* [BRIEF] Copy out every line from the one containing "the wing feather." down to the end of the listing, and add 125 to each coordinate in the answers. Leave all other text as it is.

* [PROVIDED MATERIAL]
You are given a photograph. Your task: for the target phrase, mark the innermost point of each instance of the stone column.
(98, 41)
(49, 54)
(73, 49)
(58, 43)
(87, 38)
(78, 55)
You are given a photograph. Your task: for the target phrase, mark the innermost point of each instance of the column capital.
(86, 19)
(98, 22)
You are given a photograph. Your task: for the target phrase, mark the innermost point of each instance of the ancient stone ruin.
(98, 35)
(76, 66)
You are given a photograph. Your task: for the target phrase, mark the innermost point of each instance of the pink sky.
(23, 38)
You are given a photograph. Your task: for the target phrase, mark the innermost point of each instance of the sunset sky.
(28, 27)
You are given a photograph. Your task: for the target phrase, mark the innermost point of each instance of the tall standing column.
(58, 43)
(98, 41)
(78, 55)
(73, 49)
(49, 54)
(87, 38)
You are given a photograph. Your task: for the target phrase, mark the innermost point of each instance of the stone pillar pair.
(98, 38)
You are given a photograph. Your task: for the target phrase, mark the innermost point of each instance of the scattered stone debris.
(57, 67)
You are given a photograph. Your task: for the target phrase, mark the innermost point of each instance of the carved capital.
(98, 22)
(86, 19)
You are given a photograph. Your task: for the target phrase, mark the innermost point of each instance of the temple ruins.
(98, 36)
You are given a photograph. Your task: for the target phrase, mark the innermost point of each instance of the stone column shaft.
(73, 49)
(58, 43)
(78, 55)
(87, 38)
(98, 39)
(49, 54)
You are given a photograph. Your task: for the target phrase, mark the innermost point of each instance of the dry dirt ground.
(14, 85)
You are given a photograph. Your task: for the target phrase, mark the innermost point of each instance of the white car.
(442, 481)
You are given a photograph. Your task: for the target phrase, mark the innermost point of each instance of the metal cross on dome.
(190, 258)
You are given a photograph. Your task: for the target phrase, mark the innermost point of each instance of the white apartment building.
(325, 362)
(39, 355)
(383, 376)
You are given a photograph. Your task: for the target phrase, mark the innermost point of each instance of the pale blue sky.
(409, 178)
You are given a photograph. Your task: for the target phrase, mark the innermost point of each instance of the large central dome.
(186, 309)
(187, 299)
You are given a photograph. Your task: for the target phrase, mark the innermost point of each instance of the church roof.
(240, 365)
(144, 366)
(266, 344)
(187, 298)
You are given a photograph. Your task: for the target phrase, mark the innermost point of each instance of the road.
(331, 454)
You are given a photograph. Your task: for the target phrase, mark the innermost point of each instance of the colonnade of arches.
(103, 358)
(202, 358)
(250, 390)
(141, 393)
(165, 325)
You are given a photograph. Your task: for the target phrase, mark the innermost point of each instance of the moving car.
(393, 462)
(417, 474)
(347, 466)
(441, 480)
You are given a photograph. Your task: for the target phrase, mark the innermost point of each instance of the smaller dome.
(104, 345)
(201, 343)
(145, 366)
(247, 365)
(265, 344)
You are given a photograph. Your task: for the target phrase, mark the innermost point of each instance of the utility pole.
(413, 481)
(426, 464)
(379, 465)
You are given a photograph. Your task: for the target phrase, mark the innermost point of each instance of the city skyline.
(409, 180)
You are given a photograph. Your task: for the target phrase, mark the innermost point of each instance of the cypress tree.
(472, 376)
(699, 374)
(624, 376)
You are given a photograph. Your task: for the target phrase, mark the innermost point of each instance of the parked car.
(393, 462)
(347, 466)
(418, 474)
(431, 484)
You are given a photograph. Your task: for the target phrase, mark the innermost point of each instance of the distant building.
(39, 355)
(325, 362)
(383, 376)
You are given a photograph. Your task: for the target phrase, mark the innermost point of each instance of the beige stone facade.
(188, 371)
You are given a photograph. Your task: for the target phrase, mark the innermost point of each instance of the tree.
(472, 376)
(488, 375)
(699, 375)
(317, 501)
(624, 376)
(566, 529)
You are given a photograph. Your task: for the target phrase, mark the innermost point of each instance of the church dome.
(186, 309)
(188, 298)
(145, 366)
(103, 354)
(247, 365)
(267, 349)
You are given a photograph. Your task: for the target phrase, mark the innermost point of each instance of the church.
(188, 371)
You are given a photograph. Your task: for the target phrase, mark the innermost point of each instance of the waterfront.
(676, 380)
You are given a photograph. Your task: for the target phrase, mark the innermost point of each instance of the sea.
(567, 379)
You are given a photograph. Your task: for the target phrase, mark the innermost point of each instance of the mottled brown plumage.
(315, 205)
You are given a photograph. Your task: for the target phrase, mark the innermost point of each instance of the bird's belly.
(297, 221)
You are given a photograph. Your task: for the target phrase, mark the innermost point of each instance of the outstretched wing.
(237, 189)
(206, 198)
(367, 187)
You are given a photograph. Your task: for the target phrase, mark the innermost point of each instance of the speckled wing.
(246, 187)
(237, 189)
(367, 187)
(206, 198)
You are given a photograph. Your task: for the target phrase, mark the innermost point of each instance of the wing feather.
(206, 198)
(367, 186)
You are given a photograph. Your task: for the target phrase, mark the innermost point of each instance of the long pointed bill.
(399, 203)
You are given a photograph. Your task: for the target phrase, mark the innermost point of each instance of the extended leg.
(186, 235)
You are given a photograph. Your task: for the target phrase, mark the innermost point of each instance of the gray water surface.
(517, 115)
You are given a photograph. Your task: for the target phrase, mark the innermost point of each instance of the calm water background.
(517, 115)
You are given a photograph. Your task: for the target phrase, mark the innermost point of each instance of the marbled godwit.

* [ANSWER TO THIS TASK]
You are given a photograph. Your task: for the target phrase, mark the innermost point of each instance of the wing feather.
(331, 323)
(492, 311)
You are given a photograph. Your task: for the target phrase, mark the innermost point of each instance of the long pointed bill.
(524, 328)
You are given a photograph. Your task: for the target phrase, mark the innermost point of each instance of the extended leg.
(311, 360)
You are given a photograph. Your task: for the target phrase, mark the innermost point of each instance of the gray water surface.
(642, 240)
You are given a photograph. Your task: for the target phrase, mark the innermost point of each instance of the calm water background.
(642, 240)
You are given a photograph. Your task: for the target phrase, mark the innermost point of each instance of the marbled godwit.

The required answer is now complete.